◆ **Objective**
Edit the lines below so that "yellow bloom" becomes "yellow flower", with nothing else changed.

(Saved entries)
(begin)

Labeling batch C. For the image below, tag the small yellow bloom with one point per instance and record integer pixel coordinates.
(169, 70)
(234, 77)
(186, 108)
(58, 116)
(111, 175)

(end)

◆ **Completed task**
Labeling batch C. For the image below, tag the small yellow flower with one point per instance and record integer pixel coordinates.
(169, 70)
(234, 77)
(186, 108)
(58, 116)
(111, 175)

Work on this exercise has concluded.